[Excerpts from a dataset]
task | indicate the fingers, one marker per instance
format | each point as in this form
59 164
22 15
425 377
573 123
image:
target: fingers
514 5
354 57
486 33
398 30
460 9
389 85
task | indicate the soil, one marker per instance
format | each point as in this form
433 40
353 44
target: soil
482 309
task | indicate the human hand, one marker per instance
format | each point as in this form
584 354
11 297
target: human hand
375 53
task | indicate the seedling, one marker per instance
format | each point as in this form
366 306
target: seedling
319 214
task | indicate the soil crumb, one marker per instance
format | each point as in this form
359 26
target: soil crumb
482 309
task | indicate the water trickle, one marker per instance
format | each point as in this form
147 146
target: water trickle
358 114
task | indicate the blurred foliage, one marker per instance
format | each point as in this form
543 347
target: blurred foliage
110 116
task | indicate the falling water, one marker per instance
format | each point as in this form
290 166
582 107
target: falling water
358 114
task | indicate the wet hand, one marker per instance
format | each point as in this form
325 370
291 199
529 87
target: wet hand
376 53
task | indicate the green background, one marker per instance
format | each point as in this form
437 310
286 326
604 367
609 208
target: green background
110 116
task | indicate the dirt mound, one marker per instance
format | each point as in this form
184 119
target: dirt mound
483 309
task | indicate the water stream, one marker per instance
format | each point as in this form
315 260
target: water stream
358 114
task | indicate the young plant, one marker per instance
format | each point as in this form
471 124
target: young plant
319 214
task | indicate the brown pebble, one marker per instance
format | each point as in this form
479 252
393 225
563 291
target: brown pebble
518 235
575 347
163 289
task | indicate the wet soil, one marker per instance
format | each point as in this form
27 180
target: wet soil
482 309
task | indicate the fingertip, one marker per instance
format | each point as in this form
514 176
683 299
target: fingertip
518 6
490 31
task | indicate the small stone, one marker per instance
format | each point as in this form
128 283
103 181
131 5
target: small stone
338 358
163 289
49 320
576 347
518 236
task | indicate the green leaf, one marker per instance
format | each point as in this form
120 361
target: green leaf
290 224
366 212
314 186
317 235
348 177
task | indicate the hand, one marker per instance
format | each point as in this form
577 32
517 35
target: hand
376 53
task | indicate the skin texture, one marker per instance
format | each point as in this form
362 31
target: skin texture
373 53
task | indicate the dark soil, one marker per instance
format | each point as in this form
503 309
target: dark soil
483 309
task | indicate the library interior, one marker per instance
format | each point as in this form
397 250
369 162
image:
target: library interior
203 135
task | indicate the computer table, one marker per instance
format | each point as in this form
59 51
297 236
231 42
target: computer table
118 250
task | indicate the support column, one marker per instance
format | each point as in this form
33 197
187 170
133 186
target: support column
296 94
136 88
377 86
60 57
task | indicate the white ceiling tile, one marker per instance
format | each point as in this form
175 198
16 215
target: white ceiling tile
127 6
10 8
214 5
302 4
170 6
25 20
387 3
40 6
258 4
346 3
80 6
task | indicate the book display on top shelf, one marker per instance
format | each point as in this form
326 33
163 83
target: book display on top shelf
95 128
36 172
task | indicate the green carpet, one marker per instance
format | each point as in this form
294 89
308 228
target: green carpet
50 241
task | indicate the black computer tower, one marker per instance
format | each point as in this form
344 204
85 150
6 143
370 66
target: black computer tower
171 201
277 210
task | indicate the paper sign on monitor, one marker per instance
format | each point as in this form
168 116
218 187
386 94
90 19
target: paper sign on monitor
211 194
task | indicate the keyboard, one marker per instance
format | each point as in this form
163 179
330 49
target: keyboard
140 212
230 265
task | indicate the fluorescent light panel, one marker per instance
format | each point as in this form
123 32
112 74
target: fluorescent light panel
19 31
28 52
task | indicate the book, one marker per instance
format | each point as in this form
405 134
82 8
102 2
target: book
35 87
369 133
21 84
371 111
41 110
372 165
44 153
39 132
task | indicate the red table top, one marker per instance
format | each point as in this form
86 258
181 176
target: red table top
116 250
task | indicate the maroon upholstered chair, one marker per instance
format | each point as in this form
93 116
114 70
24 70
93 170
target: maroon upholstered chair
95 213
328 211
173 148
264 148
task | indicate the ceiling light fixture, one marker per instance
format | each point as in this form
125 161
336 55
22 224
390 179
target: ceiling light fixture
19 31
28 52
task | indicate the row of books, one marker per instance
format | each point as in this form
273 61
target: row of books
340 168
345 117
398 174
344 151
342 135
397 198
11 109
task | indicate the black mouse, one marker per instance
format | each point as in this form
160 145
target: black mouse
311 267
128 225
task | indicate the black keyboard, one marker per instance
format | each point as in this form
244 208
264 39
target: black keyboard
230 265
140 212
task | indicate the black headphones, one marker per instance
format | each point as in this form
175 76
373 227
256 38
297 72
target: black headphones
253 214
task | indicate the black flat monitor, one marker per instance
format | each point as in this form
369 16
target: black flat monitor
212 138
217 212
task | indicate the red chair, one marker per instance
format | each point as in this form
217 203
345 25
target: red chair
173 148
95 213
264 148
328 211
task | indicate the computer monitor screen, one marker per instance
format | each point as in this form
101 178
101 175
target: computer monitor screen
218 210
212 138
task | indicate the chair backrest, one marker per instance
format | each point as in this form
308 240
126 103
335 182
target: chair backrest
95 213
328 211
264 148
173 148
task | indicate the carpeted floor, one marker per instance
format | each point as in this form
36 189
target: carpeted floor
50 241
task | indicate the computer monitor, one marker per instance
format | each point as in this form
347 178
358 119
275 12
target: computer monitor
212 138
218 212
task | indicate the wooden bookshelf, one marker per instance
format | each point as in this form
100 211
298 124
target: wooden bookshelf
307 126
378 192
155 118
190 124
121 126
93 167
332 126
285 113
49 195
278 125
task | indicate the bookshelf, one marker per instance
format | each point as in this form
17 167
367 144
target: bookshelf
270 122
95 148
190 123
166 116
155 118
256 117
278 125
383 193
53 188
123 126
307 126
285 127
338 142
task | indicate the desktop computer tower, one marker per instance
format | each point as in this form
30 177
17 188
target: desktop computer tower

◆ Assignment: Please return the lines above that run from the line containing "target: falling water" to the line containing "task | indicate the dirt", inclusive, exactly and with no other lines.

◆ Result for this exercise:
target: falling water
358 114
task | indicate the wet hand, one marker per instance
format | each point as in this form
325 370
291 199
529 87
target: wet hand
376 53
task | indicate the green background, one marker per instance
format | each point as in this form
437 310
286 326
604 367
609 208
target: green background
110 116
task | indicate the dirt mound, one marker per instance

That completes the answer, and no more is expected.